• [What you need to do] Restate the road directions text from "ROAD TO SARTENEJA" up to and including "after heavy rains.", changing "ferry" to "pontoon".

• [Text segment]
+-------+

ROAD TO SARTENEJA FROM COROZAL TOWN From Corozal Town, take the Northern Highway south toward Orange Walk Town to just south of town (look for signs to the ferry). Turn east, and follow the road (and the power lines) for 2 1/2 miles to the ferry landing. The 90-ft.-long, hand-pulled ferry, made from an old sugar barge, carries pedestrians and up to four vehicles on a nine-minute trip across the river. It operates from 6 a.m. to 9 p.m. daily; there's no charge. When you disembark the ferry, you're about 2 1/2 miles from Copper Bank village, and about 5 1/2 miles from Progresso. Turn left and follow signs to Sarteneja. You'll have to take second ferry across the mouth of Laguna Seca. The road is unpaved and can be muddy after heavy rains.
Overall Road Condition: Fair to Poor
Paved Section: 0%
Gas Availability: Fair - best gas up in Corozal Town or in Sarteneja

ROAD TO CHAN CHICH AND GALLON JUG From Orange Walk Town, it's about a three-hour, 68-mile drive to Chan Chich, the stupendous lodge built by the late Sir Barry Bowen. Along the way, on a road that varies from a poor rubble road to an excellent paved road at Gallon Jug, you'll pass a number of villages, some farms, the progressive Mennonite settlement of Blue Creek and plenty of jungle. As you cross the Programme for Belize preserve and Bowen land (you'll have to stop at two guard houses), you'll almost certainly see a variety of wildlife, including Belize's two species of deer and the oscellated turkeys. At San Felipe village, about 23 miles from Orange Walk Town, you can turn on a dirt road to the Lamanai ruins and Lamanai Outpost Lodge, about 13 miles from San Felipe. This road is now passable year-round. An alternate route for the first part of the road to Lamanai and Chan Chich is the unpaved road from just south of Orange Walk Town through the Shipyard area.

+-------+

• [Given entries]
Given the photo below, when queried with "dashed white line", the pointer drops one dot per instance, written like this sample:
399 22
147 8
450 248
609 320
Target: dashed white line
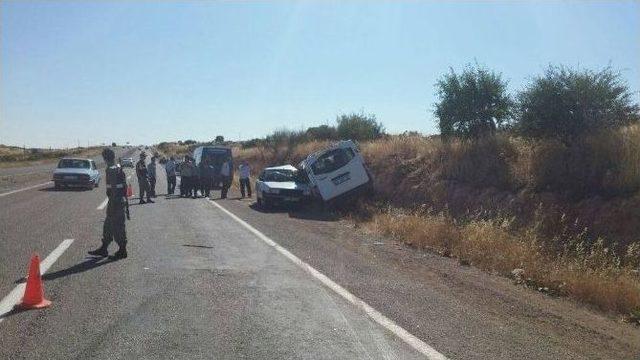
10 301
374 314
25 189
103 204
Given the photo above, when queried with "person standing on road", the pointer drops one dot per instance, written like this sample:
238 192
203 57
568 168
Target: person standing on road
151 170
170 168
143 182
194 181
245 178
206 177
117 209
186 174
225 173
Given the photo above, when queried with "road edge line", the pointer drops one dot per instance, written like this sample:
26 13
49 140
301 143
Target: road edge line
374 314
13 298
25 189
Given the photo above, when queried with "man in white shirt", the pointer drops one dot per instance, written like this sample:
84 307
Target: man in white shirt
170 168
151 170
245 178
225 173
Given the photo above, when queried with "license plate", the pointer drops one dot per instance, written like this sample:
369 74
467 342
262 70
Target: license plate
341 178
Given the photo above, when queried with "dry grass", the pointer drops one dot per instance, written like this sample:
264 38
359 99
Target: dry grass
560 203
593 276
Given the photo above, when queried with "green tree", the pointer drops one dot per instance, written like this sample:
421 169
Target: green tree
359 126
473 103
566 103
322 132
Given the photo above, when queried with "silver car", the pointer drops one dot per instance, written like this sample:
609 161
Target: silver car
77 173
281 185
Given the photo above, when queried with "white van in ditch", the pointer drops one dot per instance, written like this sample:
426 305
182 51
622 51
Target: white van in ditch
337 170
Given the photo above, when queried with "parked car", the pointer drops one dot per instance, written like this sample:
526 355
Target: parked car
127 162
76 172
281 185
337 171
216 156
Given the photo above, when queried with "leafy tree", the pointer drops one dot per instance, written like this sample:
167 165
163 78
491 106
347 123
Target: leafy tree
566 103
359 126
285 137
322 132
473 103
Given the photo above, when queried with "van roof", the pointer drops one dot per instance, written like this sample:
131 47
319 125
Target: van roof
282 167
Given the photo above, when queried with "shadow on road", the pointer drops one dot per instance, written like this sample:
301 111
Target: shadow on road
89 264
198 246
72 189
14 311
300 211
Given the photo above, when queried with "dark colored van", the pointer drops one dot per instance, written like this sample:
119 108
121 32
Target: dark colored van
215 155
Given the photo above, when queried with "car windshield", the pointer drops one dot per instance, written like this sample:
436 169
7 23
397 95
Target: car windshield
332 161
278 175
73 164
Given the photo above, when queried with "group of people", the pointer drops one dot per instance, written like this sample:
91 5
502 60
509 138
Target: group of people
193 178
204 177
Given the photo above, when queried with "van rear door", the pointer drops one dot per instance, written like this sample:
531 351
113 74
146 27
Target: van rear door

+-------+

• [Answer]
ROAD TO SARTENEJA FROM COROZAL TOWN From Corozal Town, take the Northern Highway south toward Orange Walk Town to just south of town (look for signs to the pontoon). Turn east, and follow the road (and the power lines) for 2 1/2 miles to the pontoon landing. The 90-ft.-long, hand-pulled pontoon, made from an old sugar barge, carries pedestrians and up to four vehicles on a nine-minute trip across the river. It operates from 6 a.m. to 9 p.m. daily; there's no charge. When you disembark the pontoon, you're about 2 1/2 miles from Copper Bank village, and about 5 1/2 miles from Progresso. Turn left and follow signs to Sarteneja. You'll have to take second pontoon across the mouth of Laguna Seca. The road is unpaved and can be muddy after heavy rains.